[[ Record set, beginning ]]

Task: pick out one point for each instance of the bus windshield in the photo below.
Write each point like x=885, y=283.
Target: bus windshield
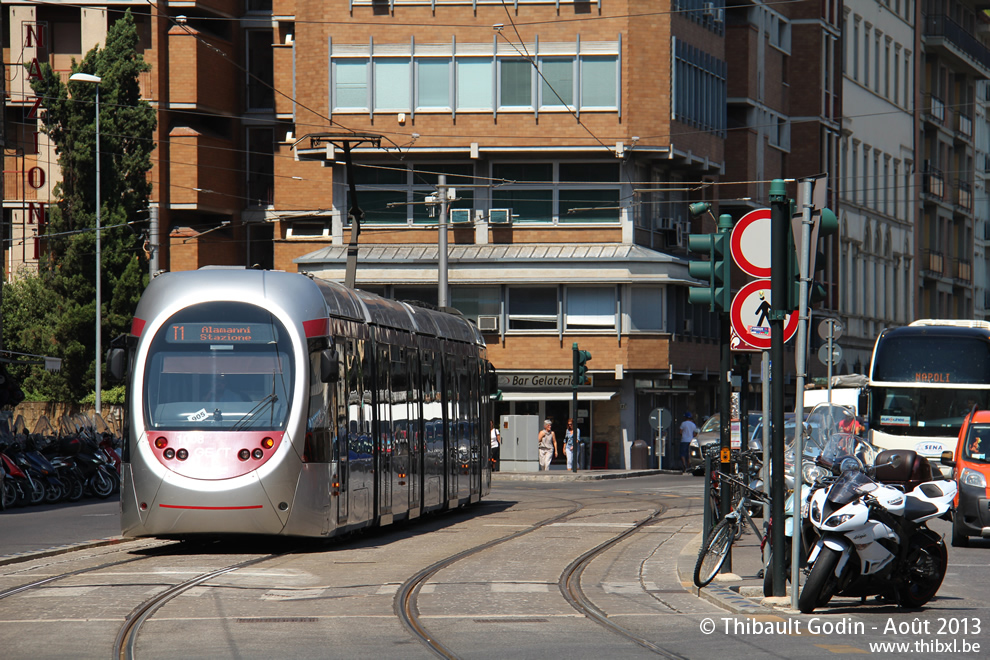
x=923, y=411
x=219, y=366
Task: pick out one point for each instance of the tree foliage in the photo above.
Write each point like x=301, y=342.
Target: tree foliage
x=53, y=312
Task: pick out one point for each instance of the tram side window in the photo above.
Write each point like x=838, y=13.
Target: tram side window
x=343, y=388
x=319, y=446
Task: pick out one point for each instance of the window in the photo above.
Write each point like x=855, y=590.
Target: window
x=475, y=301
x=474, y=83
x=590, y=308
x=515, y=83
x=434, y=83
x=856, y=49
x=392, y=84
x=866, y=56
x=260, y=64
x=557, y=82
x=599, y=79
x=351, y=87
x=578, y=192
x=699, y=89
x=471, y=77
x=645, y=308
x=532, y=308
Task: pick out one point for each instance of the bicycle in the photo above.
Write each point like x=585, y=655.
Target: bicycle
x=718, y=543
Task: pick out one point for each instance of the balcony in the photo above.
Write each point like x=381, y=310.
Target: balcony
x=204, y=172
x=941, y=27
x=932, y=262
x=964, y=126
x=935, y=109
x=933, y=183
x=962, y=270
x=964, y=196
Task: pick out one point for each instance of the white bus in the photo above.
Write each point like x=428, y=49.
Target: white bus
x=924, y=378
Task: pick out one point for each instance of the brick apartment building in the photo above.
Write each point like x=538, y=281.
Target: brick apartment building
x=574, y=134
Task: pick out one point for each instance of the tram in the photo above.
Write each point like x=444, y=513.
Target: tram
x=275, y=403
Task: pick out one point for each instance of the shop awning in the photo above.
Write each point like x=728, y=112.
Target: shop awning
x=556, y=396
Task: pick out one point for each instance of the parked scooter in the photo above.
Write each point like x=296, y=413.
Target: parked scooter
x=874, y=540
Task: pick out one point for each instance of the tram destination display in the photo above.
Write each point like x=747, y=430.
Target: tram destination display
x=219, y=333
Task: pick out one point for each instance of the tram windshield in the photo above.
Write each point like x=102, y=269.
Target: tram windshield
x=219, y=366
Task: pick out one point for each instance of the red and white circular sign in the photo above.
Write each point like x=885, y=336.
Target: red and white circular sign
x=750, y=315
x=750, y=243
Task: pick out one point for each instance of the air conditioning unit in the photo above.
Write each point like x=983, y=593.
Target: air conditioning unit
x=460, y=216
x=488, y=323
x=500, y=216
x=665, y=224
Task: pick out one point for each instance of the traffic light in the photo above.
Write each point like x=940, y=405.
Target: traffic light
x=824, y=224
x=580, y=373
x=716, y=270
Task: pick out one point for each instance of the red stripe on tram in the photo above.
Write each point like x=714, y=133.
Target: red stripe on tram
x=316, y=327
x=212, y=508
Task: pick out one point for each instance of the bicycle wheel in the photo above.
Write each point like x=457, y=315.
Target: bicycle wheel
x=714, y=551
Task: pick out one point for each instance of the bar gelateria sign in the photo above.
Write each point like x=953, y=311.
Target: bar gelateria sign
x=535, y=380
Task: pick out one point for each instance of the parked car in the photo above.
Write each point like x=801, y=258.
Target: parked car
x=971, y=516
x=709, y=434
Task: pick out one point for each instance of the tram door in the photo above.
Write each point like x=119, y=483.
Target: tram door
x=384, y=445
x=346, y=390
x=413, y=428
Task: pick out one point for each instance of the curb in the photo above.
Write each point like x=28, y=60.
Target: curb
x=718, y=594
x=28, y=555
x=582, y=475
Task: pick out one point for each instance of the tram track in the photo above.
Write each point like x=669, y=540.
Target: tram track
x=569, y=583
x=36, y=584
x=126, y=640
x=405, y=603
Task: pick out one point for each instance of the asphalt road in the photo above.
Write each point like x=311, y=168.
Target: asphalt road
x=506, y=602
x=26, y=529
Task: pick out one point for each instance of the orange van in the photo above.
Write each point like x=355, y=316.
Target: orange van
x=972, y=473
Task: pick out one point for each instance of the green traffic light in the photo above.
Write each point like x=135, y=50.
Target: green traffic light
x=714, y=271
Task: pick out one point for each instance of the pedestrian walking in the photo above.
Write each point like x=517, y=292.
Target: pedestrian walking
x=548, y=445
x=496, y=445
x=571, y=437
x=688, y=431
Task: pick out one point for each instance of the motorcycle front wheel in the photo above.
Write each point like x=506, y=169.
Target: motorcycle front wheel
x=926, y=566
x=822, y=582
x=101, y=484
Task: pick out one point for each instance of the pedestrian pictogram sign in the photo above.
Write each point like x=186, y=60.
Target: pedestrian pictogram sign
x=750, y=315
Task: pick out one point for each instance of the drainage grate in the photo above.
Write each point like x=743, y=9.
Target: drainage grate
x=279, y=619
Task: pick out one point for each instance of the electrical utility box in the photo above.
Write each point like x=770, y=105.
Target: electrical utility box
x=520, y=450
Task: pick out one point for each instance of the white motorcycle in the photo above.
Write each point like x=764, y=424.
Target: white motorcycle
x=873, y=537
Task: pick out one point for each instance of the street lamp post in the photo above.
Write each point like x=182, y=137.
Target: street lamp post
x=90, y=78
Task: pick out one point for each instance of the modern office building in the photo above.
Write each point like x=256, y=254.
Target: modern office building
x=572, y=135
x=877, y=171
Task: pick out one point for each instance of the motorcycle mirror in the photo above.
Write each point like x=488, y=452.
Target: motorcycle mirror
x=946, y=459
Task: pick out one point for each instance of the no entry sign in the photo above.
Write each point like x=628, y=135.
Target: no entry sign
x=750, y=243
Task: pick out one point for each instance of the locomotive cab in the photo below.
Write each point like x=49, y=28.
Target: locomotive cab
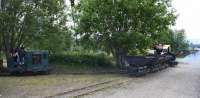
x=34, y=61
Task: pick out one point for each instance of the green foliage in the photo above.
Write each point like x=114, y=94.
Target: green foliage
x=120, y=26
x=176, y=39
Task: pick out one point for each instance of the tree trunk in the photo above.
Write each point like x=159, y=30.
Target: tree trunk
x=120, y=59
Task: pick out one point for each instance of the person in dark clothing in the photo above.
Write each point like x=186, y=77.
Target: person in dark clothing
x=15, y=56
x=22, y=54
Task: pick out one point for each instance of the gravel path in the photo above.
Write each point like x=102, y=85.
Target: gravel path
x=180, y=82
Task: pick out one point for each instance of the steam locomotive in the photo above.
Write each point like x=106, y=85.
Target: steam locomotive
x=141, y=65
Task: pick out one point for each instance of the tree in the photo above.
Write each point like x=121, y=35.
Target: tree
x=33, y=23
x=119, y=26
x=176, y=38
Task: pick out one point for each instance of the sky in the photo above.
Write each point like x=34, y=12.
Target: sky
x=189, y=18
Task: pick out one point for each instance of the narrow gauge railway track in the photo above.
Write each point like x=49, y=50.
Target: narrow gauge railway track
x=74, y=93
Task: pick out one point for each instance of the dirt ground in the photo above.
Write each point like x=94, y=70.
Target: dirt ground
x=180, y=82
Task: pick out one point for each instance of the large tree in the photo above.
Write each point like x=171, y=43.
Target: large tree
x=119, y=26
x=33, y=23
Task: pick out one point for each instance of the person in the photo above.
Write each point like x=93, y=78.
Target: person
x=22, y=54
x=15, y=56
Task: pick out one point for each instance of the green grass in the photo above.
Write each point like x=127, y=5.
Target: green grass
x=24, y=86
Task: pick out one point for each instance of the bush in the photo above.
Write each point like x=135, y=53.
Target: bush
x=81, y=59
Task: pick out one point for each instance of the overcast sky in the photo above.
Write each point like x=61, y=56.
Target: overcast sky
x=189, y=18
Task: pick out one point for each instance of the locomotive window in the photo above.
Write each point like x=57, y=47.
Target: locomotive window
x=36, y=59
x=45, y=56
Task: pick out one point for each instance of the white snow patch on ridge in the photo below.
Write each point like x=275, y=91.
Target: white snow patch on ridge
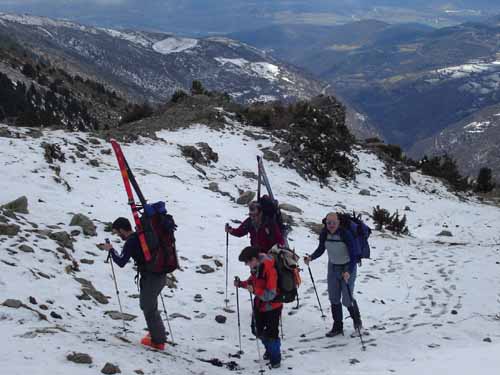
x=465, y=70
x=262, y=69
x=477, y=126
x=174, y=45
x=136, y=38
x=26, y=19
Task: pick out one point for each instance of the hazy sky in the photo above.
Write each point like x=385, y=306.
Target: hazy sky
x=215, y=16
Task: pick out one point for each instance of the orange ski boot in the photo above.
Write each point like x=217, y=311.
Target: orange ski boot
x=146, y=341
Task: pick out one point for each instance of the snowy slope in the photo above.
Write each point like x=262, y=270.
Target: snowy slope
x=408, y=293
x=150, y=65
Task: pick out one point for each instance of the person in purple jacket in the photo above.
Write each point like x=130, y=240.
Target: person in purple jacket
x=150, y=284
x=342, y=265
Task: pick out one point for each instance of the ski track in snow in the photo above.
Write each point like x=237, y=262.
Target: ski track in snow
x=406, y=293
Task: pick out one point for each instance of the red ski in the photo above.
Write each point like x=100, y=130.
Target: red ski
x=122, y=163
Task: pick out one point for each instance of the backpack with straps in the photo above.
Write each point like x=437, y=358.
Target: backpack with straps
x=360, y=231
x=159, y=227
x=272, y=213
x=286, y=264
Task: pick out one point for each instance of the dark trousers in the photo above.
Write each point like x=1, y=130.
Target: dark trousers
x=151, y=285
x=267, y=329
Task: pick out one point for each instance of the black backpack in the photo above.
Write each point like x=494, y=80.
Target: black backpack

[[ Record set, end ]]

■ **The task**:
Set down again, word for word, every line from the one with "mirror in the photo above." to the one with "the tree in the photo above." in the entries above, and omit the pictures.

■ **Solution to this exercise**:
Task: pick out one point for each instance of the motorcycle mirror in the photo above.
Write each point like x=488, y=452.
Target: motorcycle mirror
x=946, y=459
Task: pick out one point for each instance of the no entry sign in the photo above.
Write each point like x=628, y=135.
Target: no entry sign
x=750, y=243
Task: pick out one point for each instance of the locomotive cab in the photo below.
Write each point like x=49, y=28.
Target: locomotive cab
x=34, y=61
Task: pick out one point for each instance of the green foliage in the photo above.
Write each point like x=114, y=94.
Target: green foliage
x=120, y=26
x=176, y=39
Task: pick out one point for each instance of the tree trunk in the photo above.
Write each point like x=159, y=30.
Target: tree trunk
x=120, y=59
Task: pick out one point for each instance of the person in dark clothing in the photo above.
Write each point like x=186, y=77.
Target: person in dark clothing
x=15, y=56
x=22, y=54
Task: pick out one point for each instance of the gravel path in the photo above.
Write each point like x=102, y=85.
Target: gravel path
x=180, y=82
Task: pick out one point for each instance of the steam locomotive in the photo above.
Write each point like x=106, y=85.
Target: steam locomotive
x=141, y=65
Task: pick out one point for each instance of the tree in the photo above.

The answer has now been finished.